▶ WHAT THIS TASK INVOLVES: Reproduce the Ed Mullins article word for word from "That flair for" to "Dallas Cowboys games.".

▶ QUOTED PASSAGE:
Ed Mullins, disgraced former president of the NYPD's Sergeants Benevolent Association, was sentenced to two years in federal prison on Thursday after he pled guilty to stealing around $600,000 from his union's members by filing fake expense reports and pocketing the difference. Mullins's legal nightmare began when the FBI raided his office and his Long Island home in October 2021, after which he quickly resigned from the police force.
"Your Honor, I offer these words to be placed on the record in the hope that others will learn and realize the result of what happens when good men fall from grace," Mullins reportedly told the judge before he was sentenced. "For nearly 22 months, I have been existing in the shell of the man I used to be. I live daily in a world of regret with an unforgiving soul that never seems to heal. Life has completely crashed all around me, leaving me with a great deal of time to think."
That flair for the dramatic is what made Mullins stand out in a sea of dirty, dirty New York cops—not the fact that he committed fraud as the head of a police union. Just earlier this year, ex-New York State Trooper Kenneth Wynder Jr. was convicted of conspiracy and wire fraud for stealing $500,000 in union money as the president of the Law Enforcement Employees Benevolent Association. Wynder Jr. committed his fraud with a little more pizzazz—according to the feds, Mullins's MO was bumping up the number on receipts before expensing things to the union, while Wynder and his co-conspirator Andrew Brown, LEEBA's "former financial advisor," were straight-up cutting themselves checks and making withdrawals from other members' retirement funds so they could go to Dallas Cowboys games.
No, it was Mullins's way with words—and mastery of acting batshit insane online—that put him in the spotlight again and again (and, eventually, got him docked 70 vacation days after his home was raided by the feds). He tweeted Bill de Blasio's daughter's address in July 2020; flexed his QAnon mug on Fox News; called a top-ranking City health official a "bitch" and then-Councilmember Ritchie Torres a "first class whore." He essentially made the (now archived) official SBA Twitter account into a firehose spraying non-stop, ecstatic fear-mongering bon mots about violent crime in New York City to its followers and beyond.
It remains to be seen what two years in federal prison will do to Mullins's attitude on crime. But so far, getting caught with his hand in the cookie jar seems to have done nothing to dampen Mullins's poetic vitality. I mean, "I live daily in a world of regret with an unforgiving soul that never seems to heal"? Dude. Relax.
Some more links to think about:
- William Hochul is out at hospitality giant Delaware North after years of awkward maneuvering around the fact that, yes, his wife is that Kathy Hochul. And yes, they do big business with the state.

▶ DATA SECTION:

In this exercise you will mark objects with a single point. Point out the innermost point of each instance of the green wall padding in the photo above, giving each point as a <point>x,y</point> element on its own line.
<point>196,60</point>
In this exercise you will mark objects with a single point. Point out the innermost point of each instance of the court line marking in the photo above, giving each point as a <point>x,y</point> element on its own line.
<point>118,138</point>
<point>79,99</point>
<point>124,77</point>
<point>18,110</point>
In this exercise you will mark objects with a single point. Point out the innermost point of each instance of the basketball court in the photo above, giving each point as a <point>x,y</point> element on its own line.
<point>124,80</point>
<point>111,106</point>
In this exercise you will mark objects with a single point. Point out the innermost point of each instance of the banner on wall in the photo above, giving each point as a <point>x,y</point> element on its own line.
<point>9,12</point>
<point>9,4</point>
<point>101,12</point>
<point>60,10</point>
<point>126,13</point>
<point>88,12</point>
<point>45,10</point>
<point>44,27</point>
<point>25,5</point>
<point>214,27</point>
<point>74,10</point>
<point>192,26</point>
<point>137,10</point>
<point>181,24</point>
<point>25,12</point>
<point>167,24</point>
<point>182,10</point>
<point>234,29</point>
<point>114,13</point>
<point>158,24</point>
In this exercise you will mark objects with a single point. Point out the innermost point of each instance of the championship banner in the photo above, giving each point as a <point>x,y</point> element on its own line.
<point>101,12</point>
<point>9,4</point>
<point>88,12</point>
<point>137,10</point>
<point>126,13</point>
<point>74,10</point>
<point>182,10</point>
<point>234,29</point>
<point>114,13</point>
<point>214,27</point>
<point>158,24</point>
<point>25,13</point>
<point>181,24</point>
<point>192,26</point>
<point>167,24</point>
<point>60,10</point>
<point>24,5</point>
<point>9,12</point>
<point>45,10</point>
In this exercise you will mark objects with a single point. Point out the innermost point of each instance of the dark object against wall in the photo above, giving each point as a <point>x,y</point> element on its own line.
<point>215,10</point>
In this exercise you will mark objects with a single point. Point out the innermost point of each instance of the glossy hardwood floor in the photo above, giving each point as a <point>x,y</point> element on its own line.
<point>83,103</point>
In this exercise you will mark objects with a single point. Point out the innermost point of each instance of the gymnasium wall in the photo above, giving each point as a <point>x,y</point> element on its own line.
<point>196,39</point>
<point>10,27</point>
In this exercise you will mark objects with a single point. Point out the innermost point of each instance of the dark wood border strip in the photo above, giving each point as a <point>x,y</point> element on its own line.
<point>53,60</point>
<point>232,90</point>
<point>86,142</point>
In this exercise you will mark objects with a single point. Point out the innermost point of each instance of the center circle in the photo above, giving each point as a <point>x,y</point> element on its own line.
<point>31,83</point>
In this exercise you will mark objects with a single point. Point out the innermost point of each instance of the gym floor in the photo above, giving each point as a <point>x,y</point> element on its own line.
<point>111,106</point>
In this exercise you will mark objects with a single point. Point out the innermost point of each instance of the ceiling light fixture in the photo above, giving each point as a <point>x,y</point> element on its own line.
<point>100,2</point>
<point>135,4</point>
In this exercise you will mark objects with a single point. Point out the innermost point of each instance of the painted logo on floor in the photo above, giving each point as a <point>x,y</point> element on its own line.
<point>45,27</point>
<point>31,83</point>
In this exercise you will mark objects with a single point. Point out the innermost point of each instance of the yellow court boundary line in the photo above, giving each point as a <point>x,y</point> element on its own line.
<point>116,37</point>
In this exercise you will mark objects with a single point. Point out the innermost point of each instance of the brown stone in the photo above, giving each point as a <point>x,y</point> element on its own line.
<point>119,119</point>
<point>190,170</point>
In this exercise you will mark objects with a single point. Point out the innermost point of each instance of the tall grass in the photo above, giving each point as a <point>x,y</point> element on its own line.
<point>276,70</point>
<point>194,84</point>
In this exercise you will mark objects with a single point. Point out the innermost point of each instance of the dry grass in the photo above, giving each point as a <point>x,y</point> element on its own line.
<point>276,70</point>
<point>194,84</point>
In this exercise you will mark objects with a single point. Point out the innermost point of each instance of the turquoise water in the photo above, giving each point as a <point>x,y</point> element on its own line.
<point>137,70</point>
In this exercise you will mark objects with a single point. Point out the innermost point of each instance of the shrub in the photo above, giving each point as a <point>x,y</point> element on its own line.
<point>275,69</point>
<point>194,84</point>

▶ EXERCISE SOLUTION:
That flair for the dramatic is what made Mullins stand out in a sea of dirty, dirty New York cops—not the fact that he committed fraud as the head of a police union. Just earlier this year, ex-New York State Trooper Kenneth Wynder Jr. was convicted of conspiracy and wire fraud for stealing $500,000 in union money as the president of the Law Enforcement Employees Benevolent Association. Wynder Jr. committed his fraud with a little more pizzazz—according to the feds, Mullins's MO was bumping up the number on receipts before expensing things to the union, while Wynder and his co-conspirator Andrew Brown, LEEBA's "former financial advisor," were straight-up cutting themselves checks and making withdrawals from other members' retirement funds so they could go to Dallas Cowboys games.